Material for the task -
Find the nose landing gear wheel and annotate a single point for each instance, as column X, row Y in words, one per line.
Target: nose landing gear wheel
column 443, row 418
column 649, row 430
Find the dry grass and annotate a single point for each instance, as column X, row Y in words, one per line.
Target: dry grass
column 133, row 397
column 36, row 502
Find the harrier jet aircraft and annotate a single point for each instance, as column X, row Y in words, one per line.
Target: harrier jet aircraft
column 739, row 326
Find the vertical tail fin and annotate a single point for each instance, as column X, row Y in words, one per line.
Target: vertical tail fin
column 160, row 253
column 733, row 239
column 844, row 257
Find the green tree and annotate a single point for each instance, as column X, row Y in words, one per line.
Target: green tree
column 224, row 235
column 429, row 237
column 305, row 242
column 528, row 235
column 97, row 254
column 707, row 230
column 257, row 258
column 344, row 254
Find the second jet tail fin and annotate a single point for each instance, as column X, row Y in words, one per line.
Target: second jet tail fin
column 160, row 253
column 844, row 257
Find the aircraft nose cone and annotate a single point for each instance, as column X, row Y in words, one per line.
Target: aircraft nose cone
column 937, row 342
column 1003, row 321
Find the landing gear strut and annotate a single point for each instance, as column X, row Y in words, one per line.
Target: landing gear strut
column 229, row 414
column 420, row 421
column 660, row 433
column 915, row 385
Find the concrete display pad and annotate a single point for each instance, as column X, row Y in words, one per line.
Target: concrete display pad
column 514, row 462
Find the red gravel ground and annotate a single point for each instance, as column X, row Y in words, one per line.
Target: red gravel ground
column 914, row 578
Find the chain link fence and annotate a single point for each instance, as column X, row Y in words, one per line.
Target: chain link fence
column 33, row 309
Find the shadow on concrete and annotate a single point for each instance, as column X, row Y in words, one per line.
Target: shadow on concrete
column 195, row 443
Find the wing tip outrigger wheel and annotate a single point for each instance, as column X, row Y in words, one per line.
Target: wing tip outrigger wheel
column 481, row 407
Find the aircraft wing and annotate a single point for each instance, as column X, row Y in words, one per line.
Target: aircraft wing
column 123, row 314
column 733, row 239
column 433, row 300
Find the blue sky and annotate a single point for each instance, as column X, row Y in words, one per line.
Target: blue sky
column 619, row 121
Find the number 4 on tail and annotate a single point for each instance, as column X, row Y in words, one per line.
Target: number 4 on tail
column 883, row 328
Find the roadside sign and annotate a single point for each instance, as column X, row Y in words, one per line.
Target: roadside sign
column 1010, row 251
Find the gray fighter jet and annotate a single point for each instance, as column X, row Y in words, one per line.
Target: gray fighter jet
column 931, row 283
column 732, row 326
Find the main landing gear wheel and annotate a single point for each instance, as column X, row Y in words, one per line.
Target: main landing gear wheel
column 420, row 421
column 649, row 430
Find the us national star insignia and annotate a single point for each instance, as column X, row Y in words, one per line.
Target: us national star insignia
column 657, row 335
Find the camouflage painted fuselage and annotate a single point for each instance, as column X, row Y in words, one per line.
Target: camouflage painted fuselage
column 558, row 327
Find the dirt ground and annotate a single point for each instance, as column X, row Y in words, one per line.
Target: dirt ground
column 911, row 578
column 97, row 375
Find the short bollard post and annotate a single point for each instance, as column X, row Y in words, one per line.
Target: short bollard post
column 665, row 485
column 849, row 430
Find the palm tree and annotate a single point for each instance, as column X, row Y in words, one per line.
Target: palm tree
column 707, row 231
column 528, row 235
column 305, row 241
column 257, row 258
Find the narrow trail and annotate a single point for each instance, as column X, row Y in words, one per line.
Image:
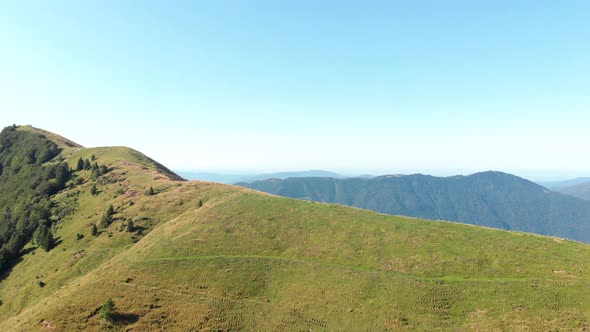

Problem statement -
Retype the records above exactly, leaving every picture out of your copy.

Worked solution -
Find the nose landing gear wheel and annotate a single point for each instance, as column X, row Y in words, one per line.
Target: nose landing gear wheel
column 443, row 418
column 649, row 430
Find the dry grass and annotate a single point for each instance, as column X, row Y in words, one per line.
Target: dry grass
column 133, row 397
column 36, row 502
Find the harrier jet aircraft and annotate a single point for each instance, as column X, row Y in words, one per line.
Target: harrier jet aircraft
column 739, row 326
Find the vertical tail fin and annotate a single point for each instance, as column X, row Y in words, one per line.
Target: vertical tail fin
column 160, row 253
column 733, row 239
column 844, row 257
Find the green tree and annotate a single point for each instance, as column X, row Y in words, one per line.
Target: green tree
column 224, row 235
column 429, row 237
column 305, row 242
column 528, row 235
column 97, row 254
column 707, row 230
column 257, row 258
column 344, row 254
Find the second jet tail fin and annotate a single point for each instance, as column X, row Y in words, one per line.
Target: second jet tail fin
column 160, row 253
column 844, row 257
Find the aircraft nose cone and annotate a single point for each instance, as column X, row Y in words, one per line.
Target: aircraft nose cone
column 937, row 342
column 1003, row 321
Find the landing gear strut and annotate a single point for each instance, as column X, row Y in words, one per line.
Target: landing gear strut
column 229, row 414
column 420, row 421
column 660, row 433
column 915, row 385
Find the concrete display pad and annotate a single point for each instance, as column X, row Y in words, one per line.
Target: concrete display pad
column 514, row 462
Find the red gravel ground and annotate a single point for each instance, as column X, row Y in words, one per line.
Target: red gravel ground
column 914, row 578
Find the chain link fence and annotate a single point for each instance, as column X, row Y in words, one per line.
Target: chain link fence
column 33, row 309
Find the shadow on concrete and annotate a single point for each instance, as column X, row Y in words, one per line.
Target: shadow on concrete
column 195, row 443
Find the wing tip outrigger wheel and annotate a single point for each instance, as column X, row Y in words, one per line.
Target: wing tip outrigger wheel
column 481, row 407
Find the aircraft wing and annotate a single point for each instance, as column X, row Y in words, one per line.
Target: aircraft wing
column 123, row 314
column 733, row 239
column 433, row 300
Find the blue sky and annotate a single point for each instance, as column X, row Y in words, one per line.
Target: blue sky
column 619, row 121
Find the number 4 on tail and annotate a single point for each instance, as column X, row Y in words, one per line.
Target: number 4 on tail
column 883, row 328
Find the roadside sign and annotate a single point for each instance, as column X, row Y in words, one per line.
Target: roadside sign
column 1010, row 251
Find the gray fighter jet and annotate a single point for each instance, as column X, row Y in words, one per line.
Target: gray fighter jet
column 931, row 283
column 732, row 326
Find the main landing gear wheel and annotate a single point for each instance, as column X, row Y in words, one per line.
Target: main landing gear wheel
column 420, row 421
column 649, row 430
Find the us national star insignia and annotate a single point for each instance, as column X, row Y in words, one per line.
Target: us national star insignia
column 657, row 335
Find the camouflage painted fuselage and annotate a single point for each instance, as column X, row Y in words, one per line.
Target: camouflage painted fuselage
column 558, row 327
Find the dirt ground and annotate a single point for each instance, as column X, row Y in words, one per line.
Target: dirt ground
column 911, row 578
column 97, row 375
Find the short bollard post and annotate a single point for each instance, as column X, row Y in words, one per line.
Target: short bollard post
column 665, row 485
column 849, row 430
Find the palm tree and annotate a single point for each instance, as column X, row Y in words, one per line.
Target: palm tree
column 707, row 231
column 528, row 235
column 305, row 241
column 257, row 258
Find the narrow trail and annotate a single point for each instance, as column X, row Y in words, one per line.
Image:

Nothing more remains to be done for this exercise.